▶ Jobs:
1. Answer these questions about the notes on verbs, one line each, marked (a), (b), (c):
(a) Which three words does the list give as examples of linking verbs?
(b) In "She would like to join the club," what does the helping verb help form?
(c) What does the introduction call verbs in its first sentence?
2. Please rewrite the paragraph of the verb notes that begins "Verbs are the engines of language" in a shorter form, keeping its main facts.
3. Reproduce word for word the part of the verb notes from "Verbs are words" to "convey meaningful information.".

▶ Source text:
══════════════════════════════

Interesting Notes: Use of Verbs & Direct Indirect Speech

Interesting Notes: Use of Verbs & Direct Indirect Speech

Introduction “Use of Verb”

“Verbs are the engines of language, driving the meaning and action of our sentences. They are the words that express what is happening, has happened, or will happen in our lives. Without verbs, our language would be stagnant and lifeless. In this chapter, we will explore the different types of verbs, their functions, and how to use them effectively in our writing and speech. From action verbs that describe physical and mental actions, to linking verbs that connect ideas, and helping verbs that assist in forming tense and mood, we will delve into the world of verbs and discover how they bring our language to life. By mastering the use of verbs, you will be able to communicate your thoughts and ideas with clarity, precision, and power.”

Use of Verbs

  • Verbs
    • Action Verbs (Run, Jump, Read)
    • Linking Verbs (Be, Seem, Appear)
    • Helping Verbs (Will, Would, Shall)
    • Transitive Verbs (Write, Paint, Buy)
    • Intransitive Verbs (Sleep, Laugh, Cry)


Verbs are words that express actions, events, or states of being. They are the heart of a sentence, and without them, we can’t convey meaningful information.

Let’s break down the different types of verbs with examples:

  1. Action Verbs:
    These verbs show physical or mental actions.


  • I run every morning. (Physical action)
  • She thinks deeply about the problem. (Mental action)
  1. Linking Verbs:
    These verbs connect the subject with additional information.


  • He is a doctor. (Links “He” with “doctor”)
  • She seems happy today. (Links “She” with “happy”)
  1. Helping Verbs (Auxiliary Verbs):
    These verbs are used to help form the tense, mood, or voice of another verb.


  • I will attend the party tonight. (Helps form the future tense)
  • She would like to join the club. (Helps form the conditional mood)

══════════════════════════════

▶ Provided records:
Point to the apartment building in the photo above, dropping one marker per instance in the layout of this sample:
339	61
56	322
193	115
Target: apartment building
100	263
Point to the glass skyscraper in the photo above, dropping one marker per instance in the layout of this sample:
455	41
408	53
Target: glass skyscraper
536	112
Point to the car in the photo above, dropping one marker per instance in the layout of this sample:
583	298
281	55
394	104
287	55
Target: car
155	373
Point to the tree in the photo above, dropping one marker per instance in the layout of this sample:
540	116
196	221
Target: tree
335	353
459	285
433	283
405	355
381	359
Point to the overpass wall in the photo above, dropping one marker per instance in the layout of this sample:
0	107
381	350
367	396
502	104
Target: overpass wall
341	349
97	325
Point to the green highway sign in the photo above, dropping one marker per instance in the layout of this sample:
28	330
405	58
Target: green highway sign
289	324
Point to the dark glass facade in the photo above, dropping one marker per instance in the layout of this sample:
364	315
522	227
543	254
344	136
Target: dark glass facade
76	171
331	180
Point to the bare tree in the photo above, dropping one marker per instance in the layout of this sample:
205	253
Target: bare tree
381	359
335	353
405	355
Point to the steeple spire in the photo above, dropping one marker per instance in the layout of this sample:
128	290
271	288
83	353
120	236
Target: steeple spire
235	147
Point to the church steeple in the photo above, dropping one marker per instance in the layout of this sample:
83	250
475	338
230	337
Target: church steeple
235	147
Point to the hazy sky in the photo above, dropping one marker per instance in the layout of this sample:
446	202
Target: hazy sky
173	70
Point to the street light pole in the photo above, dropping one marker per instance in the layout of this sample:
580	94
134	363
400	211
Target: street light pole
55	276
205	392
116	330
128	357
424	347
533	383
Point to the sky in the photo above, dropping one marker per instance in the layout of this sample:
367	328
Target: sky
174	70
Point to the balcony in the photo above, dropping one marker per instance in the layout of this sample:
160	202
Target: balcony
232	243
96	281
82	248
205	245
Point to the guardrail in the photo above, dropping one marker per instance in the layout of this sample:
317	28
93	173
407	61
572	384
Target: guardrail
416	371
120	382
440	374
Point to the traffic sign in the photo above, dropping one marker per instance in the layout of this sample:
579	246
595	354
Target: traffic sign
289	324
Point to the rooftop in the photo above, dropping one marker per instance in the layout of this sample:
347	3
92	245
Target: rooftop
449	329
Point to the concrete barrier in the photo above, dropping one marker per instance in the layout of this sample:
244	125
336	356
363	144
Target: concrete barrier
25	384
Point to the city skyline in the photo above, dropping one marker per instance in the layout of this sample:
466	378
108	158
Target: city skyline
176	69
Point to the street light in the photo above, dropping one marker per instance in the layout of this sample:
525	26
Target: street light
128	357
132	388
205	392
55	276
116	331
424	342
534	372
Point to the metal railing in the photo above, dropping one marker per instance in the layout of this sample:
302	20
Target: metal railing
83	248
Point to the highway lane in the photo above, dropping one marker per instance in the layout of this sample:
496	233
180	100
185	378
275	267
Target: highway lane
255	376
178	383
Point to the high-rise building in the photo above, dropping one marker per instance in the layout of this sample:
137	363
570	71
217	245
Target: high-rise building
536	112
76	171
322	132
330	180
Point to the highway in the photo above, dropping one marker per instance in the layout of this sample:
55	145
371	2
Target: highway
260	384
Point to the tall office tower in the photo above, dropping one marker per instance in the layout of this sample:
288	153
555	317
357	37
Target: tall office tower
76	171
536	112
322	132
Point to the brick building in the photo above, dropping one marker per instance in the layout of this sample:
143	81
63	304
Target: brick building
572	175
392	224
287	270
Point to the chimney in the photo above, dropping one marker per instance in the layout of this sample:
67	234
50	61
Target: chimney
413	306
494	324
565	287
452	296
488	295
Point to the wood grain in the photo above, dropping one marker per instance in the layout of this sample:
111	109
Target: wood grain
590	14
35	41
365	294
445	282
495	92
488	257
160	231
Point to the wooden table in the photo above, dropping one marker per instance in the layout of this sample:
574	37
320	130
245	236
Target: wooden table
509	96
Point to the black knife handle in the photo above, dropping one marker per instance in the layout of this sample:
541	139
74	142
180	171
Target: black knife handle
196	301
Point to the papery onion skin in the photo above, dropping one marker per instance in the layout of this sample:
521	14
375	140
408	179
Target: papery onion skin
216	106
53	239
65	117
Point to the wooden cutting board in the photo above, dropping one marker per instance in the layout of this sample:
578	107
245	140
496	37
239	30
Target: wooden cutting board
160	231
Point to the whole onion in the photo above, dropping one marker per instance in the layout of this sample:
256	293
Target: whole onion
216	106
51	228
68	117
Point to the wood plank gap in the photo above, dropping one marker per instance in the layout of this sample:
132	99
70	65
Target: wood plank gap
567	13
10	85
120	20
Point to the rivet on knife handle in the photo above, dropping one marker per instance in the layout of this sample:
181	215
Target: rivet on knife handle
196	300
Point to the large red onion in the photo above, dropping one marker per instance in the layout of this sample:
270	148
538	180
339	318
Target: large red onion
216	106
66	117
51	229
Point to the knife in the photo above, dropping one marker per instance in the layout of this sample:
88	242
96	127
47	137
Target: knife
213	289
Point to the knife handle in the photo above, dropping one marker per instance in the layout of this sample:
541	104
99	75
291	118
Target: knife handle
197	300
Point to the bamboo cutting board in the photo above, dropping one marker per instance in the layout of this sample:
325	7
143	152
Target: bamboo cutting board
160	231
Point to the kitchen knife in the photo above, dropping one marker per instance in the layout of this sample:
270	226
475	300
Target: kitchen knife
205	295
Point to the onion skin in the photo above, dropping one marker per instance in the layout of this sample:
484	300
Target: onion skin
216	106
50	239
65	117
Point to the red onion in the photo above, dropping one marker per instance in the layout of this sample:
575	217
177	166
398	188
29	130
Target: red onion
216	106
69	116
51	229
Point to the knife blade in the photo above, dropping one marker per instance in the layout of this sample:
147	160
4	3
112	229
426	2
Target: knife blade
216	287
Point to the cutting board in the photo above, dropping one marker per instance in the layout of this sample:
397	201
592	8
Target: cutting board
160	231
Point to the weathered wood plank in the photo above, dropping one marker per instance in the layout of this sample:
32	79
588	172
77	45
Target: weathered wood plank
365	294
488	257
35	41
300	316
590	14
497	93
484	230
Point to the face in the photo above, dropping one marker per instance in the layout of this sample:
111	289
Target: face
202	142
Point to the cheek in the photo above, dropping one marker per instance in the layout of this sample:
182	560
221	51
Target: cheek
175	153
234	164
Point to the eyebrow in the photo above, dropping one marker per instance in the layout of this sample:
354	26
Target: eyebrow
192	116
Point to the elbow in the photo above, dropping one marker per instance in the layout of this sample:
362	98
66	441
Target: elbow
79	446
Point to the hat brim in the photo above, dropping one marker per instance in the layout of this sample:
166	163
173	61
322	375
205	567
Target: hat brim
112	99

══════════════════════════════

▶ Task-by-task results:
1.
(a) Be, Seem, Appear
(b) The conditional mood
(c) The engines of language

2. Verbs drive the meaning and action of sentences by expressing what is happening, has happened, or will happen; without them, language would be stagnant and lifeless. The chapter covers the types of verbs, their functions, and how to use them well in writing and speech. It covers action verbs for physical and mental actions, linking verbs that connect ideas, and helping verbs that form tense and mood. Mastering verbs lets you communicate with clarity, precision, and power.

3.
Verbs are words that express actions, events, or states of being. They are the heart of a sentence, and without them, we can’t convey meaningful information.